Lista de tarefas:
a) Com base no texto sobre as novas mostras do Museu Nacional, responda:
(i) Até que data as mostras ficam em exibição?
(ii) Quem fez os registros fotográficos reunidos em "Xingu 57: viagem ao Brasil Central"?
(iii) Quem é a curadora da exposição de Raquel Nava?
b) Prolongue o texto sobre as novas mostras do Museu Nacional a partir do ponto em que ele termina.

Texto de origem:
◆ ◆ ◆ ◆

Museu Nacional ganha novas mostras
No mezanino, uma exposição de pinturas, desenhos, esculturas e objetos que se misturam, contaminam-se e propõem uma percepção profana da arte. Na galeria principal, uma mostra de fotos inéditas de expedição ao Alto Xingu, em 1957, de interesse histórico e etnográfico. Essas são as atrações que o Museu Nacional da República (MUN) exibe a partir da sexta-feira (18.3) e seguem até 22.5.
“Envenenada; profanações e poliformismo tonais” é a primeira mostra da jovem artista Raquel Nava no Museu Nacional, formada em artes visuais e mestre em poéticas contemporâneas na Universidade de Brasília (UnB), enquanto “Xingu 57: viagem ao Brasil Central” reúne registros fotográficos feitos pelo entomólogo mineiro Domiciano Dias.
TINTAS E ESQUELETOS
Um dos desafios da artista Raquel Nava, na montagem da exposição “Envenenada; profanações e poliformismo tonais”, é o de tentar criar “um ambiente poluído, fora do senso comum de limpeza que temos de uma galeria de arte, mostrar a contaminação entre as obras, evocar a ideia de ateliê”.
“Meu trabalho tem essa característica de juntar materiais diferentes e desconstruir a hierarquia entre eles. Não há distinção entre materiais artísticos e os que são mais cotidianos. Todos são tratados da mesma forma, têm o mesmo valor simbólico, cultural. Não tem isso de alta e baixa arte”, reforça Raquel Nava.
Sobre o polimorfismo, a artista esclarece que o termo alude às várias formas que surgem e às muitas técnicas e mídias com que ela trabalha. Pinturas em tela, em diversas técnicas, e fotografias em diferentes suportes, que remetem às “fine arts”, misturam-se a objetos muito frágeis, precários, que sofrem a ação do tempo.
A curadora da exposição de Raquel, Fabrícia Jordão, conta que a artista não apenas nos convoca a pensar formas outras de interdependência [entre materiais], mas também propõe que na “arte tudo é bastardo e impuro”.

◆ ◆ ◆ ◆

Trecho do conjunto de dados:
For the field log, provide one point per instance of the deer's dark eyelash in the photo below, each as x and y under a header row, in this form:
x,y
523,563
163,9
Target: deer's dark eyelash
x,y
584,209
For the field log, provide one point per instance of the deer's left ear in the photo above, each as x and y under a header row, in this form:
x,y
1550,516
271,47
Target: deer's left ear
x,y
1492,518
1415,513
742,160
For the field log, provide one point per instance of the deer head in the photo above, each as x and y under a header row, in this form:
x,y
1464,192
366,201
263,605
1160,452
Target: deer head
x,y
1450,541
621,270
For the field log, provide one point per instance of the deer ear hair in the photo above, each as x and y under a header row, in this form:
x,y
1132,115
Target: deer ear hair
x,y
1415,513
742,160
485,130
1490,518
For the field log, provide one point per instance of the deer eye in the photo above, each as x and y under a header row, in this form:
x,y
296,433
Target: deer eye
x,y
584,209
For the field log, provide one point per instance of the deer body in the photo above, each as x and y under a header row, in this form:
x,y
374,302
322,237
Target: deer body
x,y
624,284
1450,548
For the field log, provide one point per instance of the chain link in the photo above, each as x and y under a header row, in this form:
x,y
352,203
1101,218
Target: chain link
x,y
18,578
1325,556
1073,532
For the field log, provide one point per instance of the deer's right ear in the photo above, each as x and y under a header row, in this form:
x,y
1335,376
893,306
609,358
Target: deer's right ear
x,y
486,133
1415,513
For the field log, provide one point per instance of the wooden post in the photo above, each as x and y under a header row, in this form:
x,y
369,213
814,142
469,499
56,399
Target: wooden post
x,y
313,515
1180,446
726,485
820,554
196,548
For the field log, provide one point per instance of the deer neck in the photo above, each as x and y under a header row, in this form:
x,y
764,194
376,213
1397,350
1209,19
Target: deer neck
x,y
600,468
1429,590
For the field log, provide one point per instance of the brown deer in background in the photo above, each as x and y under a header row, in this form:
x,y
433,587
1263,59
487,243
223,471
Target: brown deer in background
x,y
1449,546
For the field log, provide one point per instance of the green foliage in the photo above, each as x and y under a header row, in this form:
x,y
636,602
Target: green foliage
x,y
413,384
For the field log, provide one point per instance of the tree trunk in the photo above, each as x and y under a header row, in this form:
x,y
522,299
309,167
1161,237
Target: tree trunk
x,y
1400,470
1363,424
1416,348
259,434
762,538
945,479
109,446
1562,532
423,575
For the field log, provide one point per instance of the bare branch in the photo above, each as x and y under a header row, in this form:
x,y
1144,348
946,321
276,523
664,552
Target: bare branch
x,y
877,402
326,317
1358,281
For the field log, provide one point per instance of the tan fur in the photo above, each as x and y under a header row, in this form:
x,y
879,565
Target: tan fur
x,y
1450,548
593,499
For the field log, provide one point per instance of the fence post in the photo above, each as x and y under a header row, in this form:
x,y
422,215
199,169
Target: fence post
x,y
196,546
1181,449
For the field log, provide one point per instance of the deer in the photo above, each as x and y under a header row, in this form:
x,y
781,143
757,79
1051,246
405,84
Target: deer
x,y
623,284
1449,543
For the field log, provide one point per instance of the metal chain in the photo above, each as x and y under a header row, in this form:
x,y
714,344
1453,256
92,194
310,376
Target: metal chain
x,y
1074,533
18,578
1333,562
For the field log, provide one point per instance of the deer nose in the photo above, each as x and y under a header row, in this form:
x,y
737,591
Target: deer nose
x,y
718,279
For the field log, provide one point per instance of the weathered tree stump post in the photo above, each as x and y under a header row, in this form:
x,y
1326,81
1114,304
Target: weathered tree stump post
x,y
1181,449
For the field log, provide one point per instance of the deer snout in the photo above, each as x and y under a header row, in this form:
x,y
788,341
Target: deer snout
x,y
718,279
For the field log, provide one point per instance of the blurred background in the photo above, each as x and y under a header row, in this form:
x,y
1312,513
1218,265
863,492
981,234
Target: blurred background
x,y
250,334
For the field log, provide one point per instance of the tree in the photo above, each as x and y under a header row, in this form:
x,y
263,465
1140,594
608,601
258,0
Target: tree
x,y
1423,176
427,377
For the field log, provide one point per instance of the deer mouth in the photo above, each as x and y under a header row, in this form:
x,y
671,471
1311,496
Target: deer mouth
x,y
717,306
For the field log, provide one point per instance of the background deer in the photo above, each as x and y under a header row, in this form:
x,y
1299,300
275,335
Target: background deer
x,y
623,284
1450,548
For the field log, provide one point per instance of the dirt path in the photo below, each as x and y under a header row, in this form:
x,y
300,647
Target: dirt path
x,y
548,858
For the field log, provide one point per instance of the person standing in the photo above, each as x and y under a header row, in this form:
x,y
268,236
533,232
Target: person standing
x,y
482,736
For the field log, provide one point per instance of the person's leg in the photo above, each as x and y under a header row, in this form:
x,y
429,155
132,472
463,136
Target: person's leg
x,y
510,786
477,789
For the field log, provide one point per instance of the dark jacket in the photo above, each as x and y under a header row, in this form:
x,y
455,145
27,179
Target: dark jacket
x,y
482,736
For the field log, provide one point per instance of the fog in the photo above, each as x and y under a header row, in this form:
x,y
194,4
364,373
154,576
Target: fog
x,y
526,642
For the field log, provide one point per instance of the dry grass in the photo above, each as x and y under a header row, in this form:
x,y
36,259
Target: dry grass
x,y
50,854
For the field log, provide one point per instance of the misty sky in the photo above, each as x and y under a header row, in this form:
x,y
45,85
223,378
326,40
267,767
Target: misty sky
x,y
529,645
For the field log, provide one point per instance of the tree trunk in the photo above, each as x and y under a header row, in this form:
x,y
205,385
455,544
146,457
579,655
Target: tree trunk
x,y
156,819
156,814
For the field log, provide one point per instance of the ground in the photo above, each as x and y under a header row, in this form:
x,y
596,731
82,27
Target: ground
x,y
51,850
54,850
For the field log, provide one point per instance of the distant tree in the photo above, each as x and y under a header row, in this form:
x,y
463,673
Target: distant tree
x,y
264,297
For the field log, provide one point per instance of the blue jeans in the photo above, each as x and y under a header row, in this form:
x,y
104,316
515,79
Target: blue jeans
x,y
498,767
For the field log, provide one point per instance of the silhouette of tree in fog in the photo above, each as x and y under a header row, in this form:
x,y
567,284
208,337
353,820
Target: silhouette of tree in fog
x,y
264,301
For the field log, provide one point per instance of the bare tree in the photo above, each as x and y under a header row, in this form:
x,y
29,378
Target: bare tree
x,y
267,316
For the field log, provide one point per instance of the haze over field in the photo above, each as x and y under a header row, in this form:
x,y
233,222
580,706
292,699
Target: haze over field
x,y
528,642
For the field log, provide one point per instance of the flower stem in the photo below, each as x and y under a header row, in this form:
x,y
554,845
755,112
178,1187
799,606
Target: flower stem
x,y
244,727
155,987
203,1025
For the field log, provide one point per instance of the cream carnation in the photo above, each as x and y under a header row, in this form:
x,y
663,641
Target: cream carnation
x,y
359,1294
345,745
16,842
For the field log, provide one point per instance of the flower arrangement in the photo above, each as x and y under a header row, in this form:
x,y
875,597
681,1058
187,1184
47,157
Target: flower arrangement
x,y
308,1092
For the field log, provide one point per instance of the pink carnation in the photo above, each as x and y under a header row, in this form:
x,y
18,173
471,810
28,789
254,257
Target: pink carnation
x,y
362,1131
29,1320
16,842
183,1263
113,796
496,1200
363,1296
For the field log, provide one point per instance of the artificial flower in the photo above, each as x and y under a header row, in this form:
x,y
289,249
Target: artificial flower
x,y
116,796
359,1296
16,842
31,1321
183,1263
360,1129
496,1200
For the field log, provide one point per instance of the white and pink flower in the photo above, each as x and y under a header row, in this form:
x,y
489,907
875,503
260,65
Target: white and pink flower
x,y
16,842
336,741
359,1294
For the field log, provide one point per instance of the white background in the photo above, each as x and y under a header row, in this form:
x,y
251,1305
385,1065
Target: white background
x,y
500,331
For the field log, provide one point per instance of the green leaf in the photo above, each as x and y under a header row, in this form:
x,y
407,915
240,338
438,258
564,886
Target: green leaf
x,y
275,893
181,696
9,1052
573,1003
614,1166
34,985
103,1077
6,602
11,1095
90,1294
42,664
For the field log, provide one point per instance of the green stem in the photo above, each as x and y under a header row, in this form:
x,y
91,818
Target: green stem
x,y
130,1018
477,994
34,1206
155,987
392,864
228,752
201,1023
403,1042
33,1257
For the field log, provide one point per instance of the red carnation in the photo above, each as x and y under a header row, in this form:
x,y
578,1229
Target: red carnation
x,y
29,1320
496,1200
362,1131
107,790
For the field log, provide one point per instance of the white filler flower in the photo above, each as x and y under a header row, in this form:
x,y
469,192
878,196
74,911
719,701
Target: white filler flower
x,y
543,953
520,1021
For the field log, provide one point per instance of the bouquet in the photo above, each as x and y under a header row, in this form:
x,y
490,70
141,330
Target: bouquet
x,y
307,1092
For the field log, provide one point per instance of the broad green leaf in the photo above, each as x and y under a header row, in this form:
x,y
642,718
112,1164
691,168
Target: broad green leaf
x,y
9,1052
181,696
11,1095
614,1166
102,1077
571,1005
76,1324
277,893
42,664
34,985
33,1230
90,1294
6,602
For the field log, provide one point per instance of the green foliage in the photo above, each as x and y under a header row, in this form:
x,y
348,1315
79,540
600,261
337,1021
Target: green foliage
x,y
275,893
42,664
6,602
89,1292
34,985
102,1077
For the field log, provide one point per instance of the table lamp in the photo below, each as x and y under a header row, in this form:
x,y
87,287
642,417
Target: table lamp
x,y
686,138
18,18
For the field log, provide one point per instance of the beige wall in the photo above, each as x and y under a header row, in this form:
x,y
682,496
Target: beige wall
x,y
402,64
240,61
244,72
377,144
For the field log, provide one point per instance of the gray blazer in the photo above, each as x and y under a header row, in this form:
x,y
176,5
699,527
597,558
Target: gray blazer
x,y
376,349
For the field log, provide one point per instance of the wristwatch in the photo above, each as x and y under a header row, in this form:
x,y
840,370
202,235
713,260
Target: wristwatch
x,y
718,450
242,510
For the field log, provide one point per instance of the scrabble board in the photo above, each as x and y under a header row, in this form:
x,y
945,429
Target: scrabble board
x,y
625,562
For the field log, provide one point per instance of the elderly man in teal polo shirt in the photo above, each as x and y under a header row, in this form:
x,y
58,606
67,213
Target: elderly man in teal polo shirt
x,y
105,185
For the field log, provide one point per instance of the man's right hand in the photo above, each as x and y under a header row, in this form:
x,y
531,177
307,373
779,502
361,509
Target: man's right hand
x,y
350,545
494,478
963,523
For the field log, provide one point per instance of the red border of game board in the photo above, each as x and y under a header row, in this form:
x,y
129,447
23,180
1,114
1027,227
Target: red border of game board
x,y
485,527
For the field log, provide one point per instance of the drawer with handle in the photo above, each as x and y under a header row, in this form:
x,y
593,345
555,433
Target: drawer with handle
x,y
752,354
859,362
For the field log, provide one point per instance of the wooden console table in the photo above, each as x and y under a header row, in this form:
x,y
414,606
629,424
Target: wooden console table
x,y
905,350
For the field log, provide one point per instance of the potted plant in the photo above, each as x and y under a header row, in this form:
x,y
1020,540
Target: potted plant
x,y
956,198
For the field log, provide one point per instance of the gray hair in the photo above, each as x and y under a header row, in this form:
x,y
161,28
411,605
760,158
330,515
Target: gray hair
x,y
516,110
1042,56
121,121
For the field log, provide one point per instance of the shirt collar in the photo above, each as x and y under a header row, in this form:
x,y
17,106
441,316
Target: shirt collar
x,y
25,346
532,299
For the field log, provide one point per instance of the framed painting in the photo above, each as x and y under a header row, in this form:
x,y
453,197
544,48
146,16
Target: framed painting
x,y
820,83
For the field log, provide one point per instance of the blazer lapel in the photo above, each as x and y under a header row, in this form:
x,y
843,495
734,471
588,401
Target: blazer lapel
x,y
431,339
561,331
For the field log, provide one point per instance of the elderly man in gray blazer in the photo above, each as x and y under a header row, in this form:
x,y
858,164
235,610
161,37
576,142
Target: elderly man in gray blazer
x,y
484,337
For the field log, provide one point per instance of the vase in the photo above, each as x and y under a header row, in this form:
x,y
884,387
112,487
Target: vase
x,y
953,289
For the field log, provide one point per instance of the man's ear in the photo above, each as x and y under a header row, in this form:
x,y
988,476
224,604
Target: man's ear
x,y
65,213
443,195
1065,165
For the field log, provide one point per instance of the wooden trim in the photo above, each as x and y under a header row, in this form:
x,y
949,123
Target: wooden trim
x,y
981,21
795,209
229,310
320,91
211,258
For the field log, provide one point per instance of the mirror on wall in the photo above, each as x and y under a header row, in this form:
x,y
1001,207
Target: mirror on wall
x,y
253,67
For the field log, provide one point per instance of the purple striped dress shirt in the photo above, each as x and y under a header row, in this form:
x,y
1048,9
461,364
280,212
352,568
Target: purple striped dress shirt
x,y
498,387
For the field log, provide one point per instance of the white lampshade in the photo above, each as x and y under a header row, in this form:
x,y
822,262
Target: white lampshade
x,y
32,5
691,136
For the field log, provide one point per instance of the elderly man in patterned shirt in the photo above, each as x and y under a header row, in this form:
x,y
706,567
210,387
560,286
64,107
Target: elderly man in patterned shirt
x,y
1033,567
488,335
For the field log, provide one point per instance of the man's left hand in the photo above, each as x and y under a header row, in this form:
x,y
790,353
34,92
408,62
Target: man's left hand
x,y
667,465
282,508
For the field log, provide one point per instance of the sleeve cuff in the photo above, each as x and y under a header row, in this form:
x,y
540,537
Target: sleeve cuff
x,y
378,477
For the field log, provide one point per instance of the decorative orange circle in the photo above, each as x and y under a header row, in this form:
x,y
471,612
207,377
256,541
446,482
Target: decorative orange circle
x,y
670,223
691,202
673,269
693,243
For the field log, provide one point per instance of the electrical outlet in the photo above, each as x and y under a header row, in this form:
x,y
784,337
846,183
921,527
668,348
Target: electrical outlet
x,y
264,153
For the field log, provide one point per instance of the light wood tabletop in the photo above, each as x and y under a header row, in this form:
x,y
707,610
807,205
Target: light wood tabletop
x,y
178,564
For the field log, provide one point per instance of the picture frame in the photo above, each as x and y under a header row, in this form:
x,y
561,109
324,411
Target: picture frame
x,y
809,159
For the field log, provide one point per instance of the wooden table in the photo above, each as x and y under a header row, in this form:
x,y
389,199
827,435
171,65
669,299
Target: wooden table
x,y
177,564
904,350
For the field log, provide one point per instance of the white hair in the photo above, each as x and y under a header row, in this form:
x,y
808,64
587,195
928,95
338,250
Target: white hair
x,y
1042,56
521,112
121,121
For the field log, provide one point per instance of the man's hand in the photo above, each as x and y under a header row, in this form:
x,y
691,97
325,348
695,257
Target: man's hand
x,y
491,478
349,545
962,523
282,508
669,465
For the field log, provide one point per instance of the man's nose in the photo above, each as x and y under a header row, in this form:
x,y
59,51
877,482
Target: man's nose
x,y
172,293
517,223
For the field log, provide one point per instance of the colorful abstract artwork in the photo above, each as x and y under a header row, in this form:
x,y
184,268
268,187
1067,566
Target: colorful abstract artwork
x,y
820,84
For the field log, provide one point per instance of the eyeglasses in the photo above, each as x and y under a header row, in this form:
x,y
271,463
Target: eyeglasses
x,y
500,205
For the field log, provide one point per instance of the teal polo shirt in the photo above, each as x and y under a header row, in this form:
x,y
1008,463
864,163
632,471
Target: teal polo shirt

◆ ◆ ◆ ◆

Respostas do exercício:
a)
(i) Até 22.5.
(ii) O entomólogo mineiro Domiciano Dias.
(iii) Fabrícia Jordão.

b)
“Na maioria das situações, o ‘dado animal’ – ossos, penas, peles, patas, cascos, crânios, enfim, os restos de bicho – aparece dessemantizado”, explica Jordão, professora da Universidade Federal do Paraná (UFPR), mestre e doutora em Artes pela Eca (USP).
“Identificamos ossos, não ossos de cachorro; identificamos peles, não peles de coelho; identificamos crânios, não crânios de vaca… Dissociados de suas identidades e contextos originais, fragmentados em sua unidade formal, os restos de animais assumem um novo uso”, ensina.
Duas séries de Raquel produzidas em 2018 tiveram apoio do Fundo de Apoio à Cultura (FAC), em 2017, com uma proposta de pesquisa e residência artística no Museu de Anatomia Veterinária da UnB. O projeto “Taxidermia contemporânea: transformações e apropriações”, recebeu R$ 40 mil, teve pesquisa de três meses e gerou seis postos de trabalho. As obras são “Paleta”, que recebeu o prêmio de Arte Contemporânea Transborda Brasília, em 2018, e “Azul por tu/ Blue for you”. Elas estarão na exposição.
MEMÓRIAS DO XINGU
A exposição “Xingu 57: viagem ao Brasil Central” reúne imagens feitas pelo biólogo Domiciano Dias, 93 anos, que acompanhou expedição do sertanista Orlando Villas-Bôas (1914-2002) ao Alto Xingu em 1957, no Mato Grosso. Eles seguiram os cursos dos rios Xingu e Liberdade, atingindo a região onde hoje é o Parque Indígena.
A coleção é composta por mais de 100 imagens em preto e branco e algumas em cores, fruto de negativos descobertos pelo neto de Domiciano, Oto Reifschneider. Bacharel em história, mestre em sociologia e doutor em ciência da Informação pela Universidade de Brasília (UnB), ele percebeu o achado como documentos de valor histórico e etnográfico. É também dono de uma galeria de arte e faz curadorias há mais de 10 anos.
Os negativos foram primeiramente digitalizados e depois os arquivos digitais foram restaurados. Oto explica parte do processo: “existem vários caminhos para se fazer isso, cada qual com suas vantagens e desvantagens. Optamos por fotografar os negativos e trabalhar as imagens obtidas. Para isso utilizamos lentes excelentes, que chegavam ao detalhe do grão do filme”.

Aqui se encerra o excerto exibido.